▶ _What the task asks_: Please answer from the blog post below: in the pre-debate poll, what percentage of the audience agreed with Blair's side?

Saturday, 27 November 2010
The old second sight must be coming back to me, because as soon as I read this article, I guessed that Hitch won the audience because (well, let's be frank) only fanatical atheists would be sad enough to watch a 'debate' between two dopey, half-crazed, war-mongering pseudo-intellectuals.
And blow me down, was I not right:
'Throughout the 90-minute debate Hitchens seemed to have the crowd's sympathy. That might have been to do with his ill appearance due to cancer, but was far more likely to be down to the sharpness of his verbal barbs and the fact that 57% of the audience already agreed with his sceptical position according to a pre-debate poll, while just 22% agreed with Blair's side. The rest were undecided.'
Don't get me wrong. I don't doubt for one second that Hitchens wiped the floor with Blair. But then, who couldn't (aside from Tory party leaders that is)? Surely the most interesting fact is that both men have such astounding arrogance and that belief plays such a large role in both lives: they are twins arguing over shadows.
And this, incidentally, is one of very many reasons I would have no interest in seeing Tony Blair debating. For me to appreciate belief you have to appreciate reason, research and logic.
Then there's also the fact that he sees himself as a paragon of Christian virtue after the 'dodgy' dossier. The thing is, we Christians can afford to be choosy. Given how long Hitchens has been lauded by the humanist fanatics, I wonder if they could say the same?
Saturday, 20 November 2010
I've not had much time for the old blog recently, due to being away from the internet. But a quick roundup.
Regular commenter and friend of this site, John, now has his own blog and very good it appears to be as well. It focuses on economics and cooperatives and is very well researched and full of interesting references.
Animal Rights, Logical Wrongs
You'd normally think that someone who brags about eating at Macdonalds would be someone highly unlikely to take animal welfare seriously. Or for that matter to think that anyone would respect their views on that topic.
But you would be unfamiliar with Johann Hari, who as per usual suffers no doubts that he has both the moral high ground and an unquestioning audience who will gulp down his every word.

(Source records)
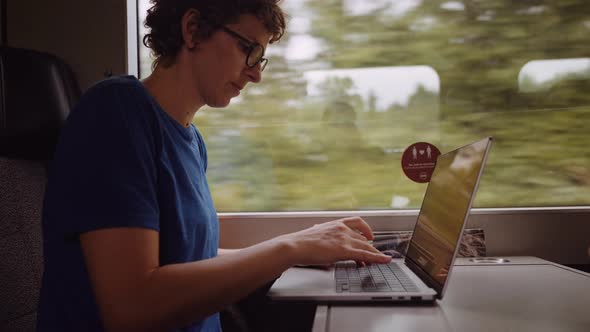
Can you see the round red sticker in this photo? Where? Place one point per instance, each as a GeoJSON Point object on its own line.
{"type": "Point", "coordinates": [418, 161]}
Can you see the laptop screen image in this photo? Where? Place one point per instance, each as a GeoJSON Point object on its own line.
{"type": "Point", "coordinates": [445, 206]}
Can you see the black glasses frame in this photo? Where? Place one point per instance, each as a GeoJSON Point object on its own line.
{"type": "Point", "coordinates": [251, 47]}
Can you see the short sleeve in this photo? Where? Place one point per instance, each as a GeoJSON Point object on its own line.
{"type": "Point", "coordinates": [104, 172]}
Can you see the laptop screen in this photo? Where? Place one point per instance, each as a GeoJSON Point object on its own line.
{"type": "Point", "coordinates": [445, 208]}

▶ _Answer_: 22%